▸ **The problem**
Write out the full listing again, exactly as it stands.

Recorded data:

## start

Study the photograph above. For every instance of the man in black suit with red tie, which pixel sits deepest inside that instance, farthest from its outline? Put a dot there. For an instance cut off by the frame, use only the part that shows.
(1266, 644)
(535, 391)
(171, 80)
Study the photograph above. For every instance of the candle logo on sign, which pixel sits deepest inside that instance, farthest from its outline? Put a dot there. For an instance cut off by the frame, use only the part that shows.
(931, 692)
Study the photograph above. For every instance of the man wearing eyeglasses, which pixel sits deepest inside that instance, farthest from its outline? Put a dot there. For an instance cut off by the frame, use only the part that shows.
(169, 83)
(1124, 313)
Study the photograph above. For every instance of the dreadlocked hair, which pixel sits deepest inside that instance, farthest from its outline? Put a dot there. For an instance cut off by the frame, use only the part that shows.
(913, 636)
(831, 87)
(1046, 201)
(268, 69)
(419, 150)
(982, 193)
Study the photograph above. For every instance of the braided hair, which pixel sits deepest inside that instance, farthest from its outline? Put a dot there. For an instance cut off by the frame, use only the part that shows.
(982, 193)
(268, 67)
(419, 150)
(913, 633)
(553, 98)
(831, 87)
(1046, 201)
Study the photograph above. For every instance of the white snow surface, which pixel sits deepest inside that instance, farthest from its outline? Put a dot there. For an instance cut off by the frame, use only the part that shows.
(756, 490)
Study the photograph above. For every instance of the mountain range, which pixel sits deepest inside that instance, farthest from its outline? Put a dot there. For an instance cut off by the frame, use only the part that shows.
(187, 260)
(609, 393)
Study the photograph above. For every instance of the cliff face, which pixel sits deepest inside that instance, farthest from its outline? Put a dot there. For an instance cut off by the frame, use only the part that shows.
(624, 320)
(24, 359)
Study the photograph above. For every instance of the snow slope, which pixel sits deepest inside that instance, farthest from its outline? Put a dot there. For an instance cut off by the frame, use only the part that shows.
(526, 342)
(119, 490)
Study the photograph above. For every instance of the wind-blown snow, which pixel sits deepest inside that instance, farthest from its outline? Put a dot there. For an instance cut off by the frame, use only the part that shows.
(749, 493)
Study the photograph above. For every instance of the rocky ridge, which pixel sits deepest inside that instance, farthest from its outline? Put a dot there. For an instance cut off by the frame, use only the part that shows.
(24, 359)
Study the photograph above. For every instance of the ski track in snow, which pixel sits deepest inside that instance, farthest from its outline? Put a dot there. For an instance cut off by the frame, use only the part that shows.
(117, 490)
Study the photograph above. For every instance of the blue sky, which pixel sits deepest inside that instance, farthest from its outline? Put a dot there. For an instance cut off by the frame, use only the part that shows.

## end

▸ **Output of the exercise**
Study the photograph above. For every instance of the man in black suit with red tie, which pixel sits deepest inside that instance, farthest from its outline? Put a dot there. For an instance cut off by the frame, use only the part that shows.
(1266, 644)
(535, 391)
(171, 80)
Study the photograph above. For every instance of the candle logo on sign, which pixel sits deepest inside that instance, farthest from its outline? Put a dot there. For an instance cut off by the frame, use only the part that shows.
(931, 692)
Study the photograph above. For every instance of the man wearing eyeglasses, which pixel sits deepest inside that instance, farthest from its outline? Put a dot there. For an instance cut off by the frame, use only the part that shows.
(169, 83)
(1124, 313)
Study the photograph above. For every instance of the dreadlocked hair, which pixel sits deepest inside that instance, farthest from its outline? Put a dot there. For an instance cut off by the frame, use only the part that shows.
(913, 636)
(831, 87)
(1046, 201)
(268, 69)
(419, 150)
(982, 193)
Study the photograph above. For every instance of the braided hair, which pixel sits deepest inside that instance, farthest from its outline? Put a dot there. For an instance cut off by the frame, use only the part that shows.
(982, 193)
(268, 67)
(419, 150)
(913, 633)
(553, 98)
(831, 87)
(1046, 201)
Study the photograph above. For every instance of the white snow surface, which pixel sits deepest inside that instance, farthest from its outline? Put a dot there. For an instance cut off by the frame, use only the part that shows.
(756, 490)
Study the photograph above. For every instance of the mountain range, which pixel sits deepest inside that instance, farthest from its outline? Put a dot there. For an instance cut off by the frame, use only the part that shows.
(187, 260)
(609, 393)
Study the photograph above. For every instance of the cliff face, which pixel sits deepest inside that instance, farthest from its outline? Put a dot there. For an instance cut off by the frame, use only the part that shows.
(624, 320)
(24, 359)
Study the photograph above. For every instance of the snow slope, which pixel sits deepest inside that instance, farthest from its outline? Put a dot there. For an instance cut off by the frame, use only the part that shows.
(526, 342)
(119, 490)
Study the photograph above. For every instance of the wind-blown snow, which pixel sits deepest inside that instance, farthest from its outline? Put a dot there. For an instance cut off by the frame, use only the part that shows.
(749, 493)
Study the photograph above. For every instance of the rocky ridge, which pixel sits deepest inside that instance, farthest from its outline? Put a dot there. For an instance cut off by the frame, use only the part that shows.
(24, 359)
Study the photograph above. For every instance of the ski track in snow, which pixel sits deepest inside that instance, farthest from its outline? Put a dot there. For an instance cut off by the frame, use only the part that shows.
(117, 490)
Study the photograph above. For every instance of the blue sky, which pixel sits deepest inside that instance, farthest from its outline? Put a dot there. For an instance cut off by the frame, use only the part that shows.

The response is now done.